There are rational reasons to have questions about reality, and
if there is a post death continuation of the individual.
But we you know, we're nowhere close to proving that,
and I'm guessing we probably never will. You know, it

(05:32):
may just be in dimensions that our little human brain
is not capable of understanding.

Speaker 1 (05:38):
How did your father look in that image?

Speaker 2 (05:41):
Well, you know, it's interesting, I say, you know, I
saw him, but it wasn't quite sight. He was I
sens his his essence above me, and he was definitely
there in a sort of physical sense above me. There
was an entity above me that was him that I
recognized as him, but not because I was looking at him.
You might recognize someone at the shopping mall right. It

(06:02):
was a different story. It was a different kind of knowing.
And when he communicated with me, it wasn't words. It
was a deeper communication that was extremely clear and very
upsetting to me. He said, you don't have to fight it.
You can come with me. I'll take care of you.
And I was I was horrified. I was like, go
with you. You're dead. I'm not going with you, Like,
why would I do that? The party's over here, you know,

(06:23):
it's like get out of here, right. But it wasn't
vision and words. It was something. It was something very
powerful that I had not experienced before, but I knew
it completely when it happened.
=-=-=-=-=
Exercise prompt: In the interview transcript, list each sentence the speaker's father said during the communication. The listing that follows has no connection to the interview transcript.

Stored data:
=-=-=-=-=
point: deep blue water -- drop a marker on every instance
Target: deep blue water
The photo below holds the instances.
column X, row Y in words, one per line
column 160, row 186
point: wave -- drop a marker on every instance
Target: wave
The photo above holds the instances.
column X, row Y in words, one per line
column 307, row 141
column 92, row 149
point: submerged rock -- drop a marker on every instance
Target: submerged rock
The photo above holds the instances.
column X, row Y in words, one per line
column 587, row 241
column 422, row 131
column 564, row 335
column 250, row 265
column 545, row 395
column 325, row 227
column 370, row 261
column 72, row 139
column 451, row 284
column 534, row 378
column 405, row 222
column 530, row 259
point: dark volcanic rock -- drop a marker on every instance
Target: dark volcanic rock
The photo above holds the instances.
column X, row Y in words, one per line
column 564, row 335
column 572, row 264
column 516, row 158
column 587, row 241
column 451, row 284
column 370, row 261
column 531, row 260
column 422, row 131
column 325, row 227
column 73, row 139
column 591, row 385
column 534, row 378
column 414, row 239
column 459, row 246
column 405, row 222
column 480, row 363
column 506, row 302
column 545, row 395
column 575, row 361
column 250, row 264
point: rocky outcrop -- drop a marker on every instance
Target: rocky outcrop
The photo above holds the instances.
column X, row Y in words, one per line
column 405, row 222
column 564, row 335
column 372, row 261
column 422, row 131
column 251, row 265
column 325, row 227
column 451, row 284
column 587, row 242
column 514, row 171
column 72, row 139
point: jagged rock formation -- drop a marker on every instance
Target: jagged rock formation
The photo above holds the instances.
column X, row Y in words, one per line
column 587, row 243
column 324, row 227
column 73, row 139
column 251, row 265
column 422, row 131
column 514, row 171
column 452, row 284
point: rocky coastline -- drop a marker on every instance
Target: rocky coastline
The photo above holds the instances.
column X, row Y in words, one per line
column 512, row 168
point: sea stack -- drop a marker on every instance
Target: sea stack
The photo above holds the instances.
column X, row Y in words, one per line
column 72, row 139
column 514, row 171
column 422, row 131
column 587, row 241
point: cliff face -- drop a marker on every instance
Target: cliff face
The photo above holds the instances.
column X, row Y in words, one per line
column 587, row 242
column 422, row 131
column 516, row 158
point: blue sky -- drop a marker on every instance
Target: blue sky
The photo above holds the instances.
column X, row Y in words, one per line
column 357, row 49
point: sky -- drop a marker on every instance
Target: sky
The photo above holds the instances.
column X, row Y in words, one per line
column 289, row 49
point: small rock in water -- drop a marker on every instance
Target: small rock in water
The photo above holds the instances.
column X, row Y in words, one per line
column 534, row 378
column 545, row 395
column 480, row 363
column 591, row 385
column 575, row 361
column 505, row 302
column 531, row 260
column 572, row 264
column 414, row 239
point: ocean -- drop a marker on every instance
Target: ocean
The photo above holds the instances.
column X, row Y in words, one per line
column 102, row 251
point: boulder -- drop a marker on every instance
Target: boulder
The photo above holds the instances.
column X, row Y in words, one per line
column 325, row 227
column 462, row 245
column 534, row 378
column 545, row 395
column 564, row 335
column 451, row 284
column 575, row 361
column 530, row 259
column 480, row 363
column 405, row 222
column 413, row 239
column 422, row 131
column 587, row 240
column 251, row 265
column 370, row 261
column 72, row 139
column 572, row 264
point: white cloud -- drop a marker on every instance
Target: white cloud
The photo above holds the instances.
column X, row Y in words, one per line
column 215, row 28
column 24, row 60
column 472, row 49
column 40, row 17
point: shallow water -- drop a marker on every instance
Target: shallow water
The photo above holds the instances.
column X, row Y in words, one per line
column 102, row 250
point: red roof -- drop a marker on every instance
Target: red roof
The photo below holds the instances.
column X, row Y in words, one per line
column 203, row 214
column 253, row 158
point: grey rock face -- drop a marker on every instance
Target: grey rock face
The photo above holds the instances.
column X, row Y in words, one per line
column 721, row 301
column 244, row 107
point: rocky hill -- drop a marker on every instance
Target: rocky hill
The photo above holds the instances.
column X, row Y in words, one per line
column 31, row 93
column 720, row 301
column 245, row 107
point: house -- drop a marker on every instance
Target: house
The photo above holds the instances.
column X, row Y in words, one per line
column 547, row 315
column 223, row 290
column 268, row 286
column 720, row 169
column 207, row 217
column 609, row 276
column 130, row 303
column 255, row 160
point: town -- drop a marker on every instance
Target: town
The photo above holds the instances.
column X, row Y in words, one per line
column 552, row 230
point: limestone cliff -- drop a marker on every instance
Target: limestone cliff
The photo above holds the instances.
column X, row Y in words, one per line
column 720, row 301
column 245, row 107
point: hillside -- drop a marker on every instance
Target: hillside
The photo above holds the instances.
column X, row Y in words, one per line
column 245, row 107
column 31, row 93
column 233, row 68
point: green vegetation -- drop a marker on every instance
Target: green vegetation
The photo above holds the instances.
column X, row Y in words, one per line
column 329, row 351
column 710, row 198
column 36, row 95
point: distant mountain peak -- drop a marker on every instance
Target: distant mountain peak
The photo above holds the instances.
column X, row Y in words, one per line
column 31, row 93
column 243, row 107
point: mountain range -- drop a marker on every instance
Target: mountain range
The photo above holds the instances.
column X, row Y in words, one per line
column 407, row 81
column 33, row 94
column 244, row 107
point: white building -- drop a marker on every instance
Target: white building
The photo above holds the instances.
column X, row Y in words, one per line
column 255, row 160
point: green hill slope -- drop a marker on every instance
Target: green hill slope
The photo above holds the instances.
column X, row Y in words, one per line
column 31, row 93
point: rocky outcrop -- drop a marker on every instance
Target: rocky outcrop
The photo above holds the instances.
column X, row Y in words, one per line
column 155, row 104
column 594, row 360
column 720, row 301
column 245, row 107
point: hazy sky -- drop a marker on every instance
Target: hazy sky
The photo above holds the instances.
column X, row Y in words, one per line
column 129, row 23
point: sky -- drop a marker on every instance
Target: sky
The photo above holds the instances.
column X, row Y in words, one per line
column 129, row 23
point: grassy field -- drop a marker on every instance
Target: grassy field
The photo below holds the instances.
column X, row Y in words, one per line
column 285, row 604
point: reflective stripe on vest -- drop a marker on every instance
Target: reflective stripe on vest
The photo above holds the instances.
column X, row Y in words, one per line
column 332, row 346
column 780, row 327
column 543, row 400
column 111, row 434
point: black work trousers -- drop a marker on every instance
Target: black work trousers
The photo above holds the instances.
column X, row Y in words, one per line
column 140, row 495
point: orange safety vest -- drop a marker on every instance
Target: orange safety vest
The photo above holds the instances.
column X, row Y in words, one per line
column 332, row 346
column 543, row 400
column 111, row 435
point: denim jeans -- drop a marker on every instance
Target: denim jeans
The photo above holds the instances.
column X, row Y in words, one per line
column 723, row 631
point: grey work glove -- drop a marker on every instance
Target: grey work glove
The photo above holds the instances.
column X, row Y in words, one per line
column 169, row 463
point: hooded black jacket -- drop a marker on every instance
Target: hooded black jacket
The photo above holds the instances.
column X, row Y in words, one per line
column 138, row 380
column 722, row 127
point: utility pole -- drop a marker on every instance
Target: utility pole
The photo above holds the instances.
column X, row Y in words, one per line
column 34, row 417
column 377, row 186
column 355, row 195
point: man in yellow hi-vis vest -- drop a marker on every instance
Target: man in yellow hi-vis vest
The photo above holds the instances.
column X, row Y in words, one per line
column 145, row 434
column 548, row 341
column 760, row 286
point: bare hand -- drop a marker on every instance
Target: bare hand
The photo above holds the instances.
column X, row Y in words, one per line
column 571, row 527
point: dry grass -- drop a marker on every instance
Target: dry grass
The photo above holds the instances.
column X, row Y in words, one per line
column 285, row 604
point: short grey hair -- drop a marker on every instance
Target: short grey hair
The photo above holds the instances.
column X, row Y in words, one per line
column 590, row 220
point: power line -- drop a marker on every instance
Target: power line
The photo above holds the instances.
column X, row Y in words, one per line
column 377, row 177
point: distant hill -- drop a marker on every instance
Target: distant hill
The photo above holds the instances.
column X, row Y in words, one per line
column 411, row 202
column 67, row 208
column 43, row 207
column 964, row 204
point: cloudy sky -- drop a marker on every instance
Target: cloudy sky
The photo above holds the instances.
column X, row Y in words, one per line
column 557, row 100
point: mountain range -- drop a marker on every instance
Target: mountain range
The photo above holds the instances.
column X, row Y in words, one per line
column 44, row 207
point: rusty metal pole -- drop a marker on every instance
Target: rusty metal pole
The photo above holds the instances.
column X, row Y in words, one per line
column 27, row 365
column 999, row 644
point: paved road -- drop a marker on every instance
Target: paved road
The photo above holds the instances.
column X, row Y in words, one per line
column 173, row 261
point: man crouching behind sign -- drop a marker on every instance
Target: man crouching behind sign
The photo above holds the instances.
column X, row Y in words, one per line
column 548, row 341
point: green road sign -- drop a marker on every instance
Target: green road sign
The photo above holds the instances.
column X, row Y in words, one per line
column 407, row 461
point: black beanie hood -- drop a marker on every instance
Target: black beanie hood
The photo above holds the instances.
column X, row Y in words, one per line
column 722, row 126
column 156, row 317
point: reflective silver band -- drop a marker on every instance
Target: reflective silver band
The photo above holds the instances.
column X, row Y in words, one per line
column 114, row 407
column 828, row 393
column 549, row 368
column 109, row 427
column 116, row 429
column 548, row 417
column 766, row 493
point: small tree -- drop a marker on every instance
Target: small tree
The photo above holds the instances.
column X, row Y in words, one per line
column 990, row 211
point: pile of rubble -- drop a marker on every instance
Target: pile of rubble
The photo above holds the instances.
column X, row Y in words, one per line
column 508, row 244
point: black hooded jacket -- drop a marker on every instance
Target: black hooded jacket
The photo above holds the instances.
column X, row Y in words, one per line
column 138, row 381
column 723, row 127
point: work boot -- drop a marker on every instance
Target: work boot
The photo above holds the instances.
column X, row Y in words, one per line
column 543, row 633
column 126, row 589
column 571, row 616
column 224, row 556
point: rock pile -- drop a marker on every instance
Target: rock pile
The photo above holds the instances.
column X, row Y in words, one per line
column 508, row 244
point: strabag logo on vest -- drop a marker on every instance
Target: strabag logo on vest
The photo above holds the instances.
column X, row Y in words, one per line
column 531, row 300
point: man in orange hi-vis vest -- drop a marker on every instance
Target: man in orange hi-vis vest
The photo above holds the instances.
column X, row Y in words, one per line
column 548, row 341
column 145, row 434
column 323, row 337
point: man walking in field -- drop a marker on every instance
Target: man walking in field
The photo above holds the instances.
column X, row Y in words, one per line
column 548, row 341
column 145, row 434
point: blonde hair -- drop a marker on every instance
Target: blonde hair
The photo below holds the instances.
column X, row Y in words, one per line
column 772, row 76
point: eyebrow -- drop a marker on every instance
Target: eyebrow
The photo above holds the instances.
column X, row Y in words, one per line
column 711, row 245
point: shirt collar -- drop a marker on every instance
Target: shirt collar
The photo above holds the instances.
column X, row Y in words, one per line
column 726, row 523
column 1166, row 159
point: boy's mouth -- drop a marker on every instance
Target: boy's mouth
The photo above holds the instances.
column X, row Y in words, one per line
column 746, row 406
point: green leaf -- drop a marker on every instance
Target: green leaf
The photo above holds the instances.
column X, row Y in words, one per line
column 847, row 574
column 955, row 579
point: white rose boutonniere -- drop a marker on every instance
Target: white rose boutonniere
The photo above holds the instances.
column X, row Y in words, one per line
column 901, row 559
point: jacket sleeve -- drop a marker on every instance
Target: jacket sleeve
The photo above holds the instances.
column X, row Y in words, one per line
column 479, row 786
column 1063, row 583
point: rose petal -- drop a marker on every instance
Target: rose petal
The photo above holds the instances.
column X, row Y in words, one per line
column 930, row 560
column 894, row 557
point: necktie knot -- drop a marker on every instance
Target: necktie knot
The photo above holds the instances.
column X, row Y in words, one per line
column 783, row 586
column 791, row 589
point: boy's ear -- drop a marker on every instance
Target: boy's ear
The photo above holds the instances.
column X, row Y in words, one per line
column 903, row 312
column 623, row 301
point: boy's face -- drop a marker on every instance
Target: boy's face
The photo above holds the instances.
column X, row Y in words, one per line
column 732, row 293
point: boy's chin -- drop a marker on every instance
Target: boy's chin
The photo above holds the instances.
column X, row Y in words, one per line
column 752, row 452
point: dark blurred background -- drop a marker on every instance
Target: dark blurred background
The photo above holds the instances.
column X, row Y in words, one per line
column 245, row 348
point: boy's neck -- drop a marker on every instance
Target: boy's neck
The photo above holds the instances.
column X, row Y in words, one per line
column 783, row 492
=-=-=-=-=
Task output:
- You don't have to fight it.
- You can come with me.
- I'll take care of you.